[Items from a data source]
*** Block opens ***

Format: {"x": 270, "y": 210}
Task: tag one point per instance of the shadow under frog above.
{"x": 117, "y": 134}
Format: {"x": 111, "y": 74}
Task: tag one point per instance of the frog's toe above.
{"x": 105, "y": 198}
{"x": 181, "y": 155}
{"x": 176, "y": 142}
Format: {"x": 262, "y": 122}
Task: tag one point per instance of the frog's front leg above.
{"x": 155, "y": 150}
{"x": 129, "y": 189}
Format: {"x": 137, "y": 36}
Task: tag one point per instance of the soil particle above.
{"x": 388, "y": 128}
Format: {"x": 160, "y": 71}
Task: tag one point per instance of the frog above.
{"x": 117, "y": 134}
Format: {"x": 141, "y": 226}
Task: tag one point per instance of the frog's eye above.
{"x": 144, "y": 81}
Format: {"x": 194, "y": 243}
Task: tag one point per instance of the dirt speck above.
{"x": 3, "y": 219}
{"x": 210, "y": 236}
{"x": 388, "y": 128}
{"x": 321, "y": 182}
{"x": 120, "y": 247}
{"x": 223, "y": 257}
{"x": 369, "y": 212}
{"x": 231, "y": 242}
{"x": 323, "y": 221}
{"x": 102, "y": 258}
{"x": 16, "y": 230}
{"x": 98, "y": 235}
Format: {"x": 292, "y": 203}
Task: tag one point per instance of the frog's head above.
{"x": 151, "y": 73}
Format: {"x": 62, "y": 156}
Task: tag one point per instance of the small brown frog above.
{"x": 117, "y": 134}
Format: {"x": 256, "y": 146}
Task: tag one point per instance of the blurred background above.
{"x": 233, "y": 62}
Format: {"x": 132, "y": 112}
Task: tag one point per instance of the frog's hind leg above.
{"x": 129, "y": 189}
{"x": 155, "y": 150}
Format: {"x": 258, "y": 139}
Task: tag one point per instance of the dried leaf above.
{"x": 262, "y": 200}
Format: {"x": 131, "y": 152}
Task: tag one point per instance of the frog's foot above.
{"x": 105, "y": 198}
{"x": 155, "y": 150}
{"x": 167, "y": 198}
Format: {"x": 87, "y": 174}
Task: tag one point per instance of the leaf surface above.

*** Block closes ***

→ **PROBLEM STATEMENT**
Your reply should consist of the records, duplicated exactly.

→ **EXERCISE RESULT**
Format: {"x": 270, "y": 210}
Task: tag one point per instance of the shadow under frog above.
{"x": 117, "y": 134}
Format: {"x": 111, "y": 74}
Task: tag one point per instance of the frog's toe above.
{"x": 105, "y": 198}
{"x": 181, "y": 155}
{"x": 176, "y": 142}
Format: {"x": 262, "y": 122}
Task: tag one point per instance of the frog's front leg above.
{"x": 155, "y": 150}
{"x": 129, "y": 189}
Format: {"x": 137, "y": 36}
Task: tag one point per instance of the soil particle above.
{"x": 388, "y": 128}
Format: {"x": 160, "y": 71}
Task: tag one point per instance of the frog above.
{"x": 117, "y": 134}
Format: {"x": 141, "y": 226}
Task: tag one point per instance of the frog's eye above.
{"x": 144, "y": 81}
Format: {"x": 194, "y": 243}
Task: tag one point per instance of the dirt speck above.
{"x": 3, "y": 219}
{"x": 210, "y": 236}
{"x": 388, "y": 128}
{"x": 321, "y": 182}
{"x": 120, "y": 247}
{"x": 223, "y": 257}
{"x": 369, "y": 212}
{"x": 231, "y": 242}
{"x": 323, "y": 221}
{"x": 102, "y": 258}
{"x": 16, "y": 230}
{"x": 98, "y": 235}
Format: {"x": 292, "y": 203}
Task: tag one point per instance of the frog's head above.
{"x": 151, "y": 73}
Format: {"x": 62, "y": 156}
Task: tag one point per instance of the small brown frog above.
{"x": 117, "y": 134}
Format: {"x": 256, "y": 146}
Task: tag one point per instance of the blurred background above.
{"x": 233, "y": 62}
Format: {"x": 132, "y": 112}
Task: tag one point per instance of the frog's hind leg above.
{"x": 129, "y": 189}
{"x": 155, "y": 150}
Format: {"x": 258, "y": 139}
Task: tag one point per instance of the dried leaf above.
{"x": 262, "y": 200}
Format: {"x": 131, "y": 152}
Task: tag one point per instance of the frog's foot above.
{"x": 105, "y": 198}
{"x": 155, "y": 150}
{"x": 167, "y": 198}
Format: {"x": 87, "y": 174}
Task: tag one point per instance of the leaf surface above.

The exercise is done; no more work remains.